[Task goal]
Reproduce the part of the email on exiting loss recovery that opens with the words containing "Now if you are" and closes with "bit confused. :-)".

[Text segment]

◆ ◆ ◆ ◆

Exiting from loss recovery
Randall Stewart
rrs at netflix.com
Wed Oct 12 18:10:28 UTC 2016
Yes
what happens is you receive a stretch ack often at the end of
recovery.. i.e all the holes have been filled and now you are asking
a lot of data (lets say 10 segments)..
Now if you are in recovery cc_ack_received() does not add it all to
the cwnd. If you are not in recovery then it does add it in.. and so you
get a huge bounce upwards in your cwnd.
R
> On Oct 12, 2016, at 2:28 AM, hiren panchasara <hiren at strugglingcoder.info> wrote:
>
> Randall,
>
> I am a bit confused. :-)
> Can you please clarify what you mean here? Are you
> talking about
> cc_ack_received(tp, th, nsegs, CC_ACK); ?
>
> Probably I am being a bit slow here but any explanation around how
> stretch acks can be a problem here would be great. :-)
>
> Thanks,
> Hiren
>
> On 10/10/16 at 09:56P, Randall Stewart wrote:
>> Hiren:
>>
>> I have a bit of experience now with this code.
>>
>> If you exit recovery where Lawerence has marked, then when you go
>> down a few lines and credit the ack to the cwnd it can be a very
>> large ?stretch? ack.. making cwnd spike up incorrectly by standard
>> new-reno terms?

◆ ◆ ◆ ◆

[Data segment]
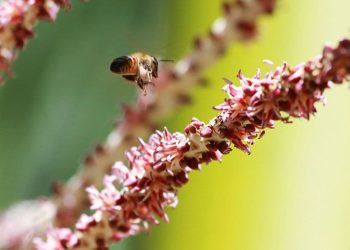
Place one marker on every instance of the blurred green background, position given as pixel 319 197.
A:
pixel 291 193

◆ ◆ ◆ ◆

[Written answer]
Now if you are in recovery cc_ack_received() does not add it all to
the cwnd. If you are not in recovery then it does add it in.. and so you
get a huge bounce upwards in your cwnd.
R
> On Oct 12, 2016, at 2:28 AM, hiren panchasara <hiren at strugglingcoder.info> wrote:
>
> Randall,
>
> I am a bit confused. :-)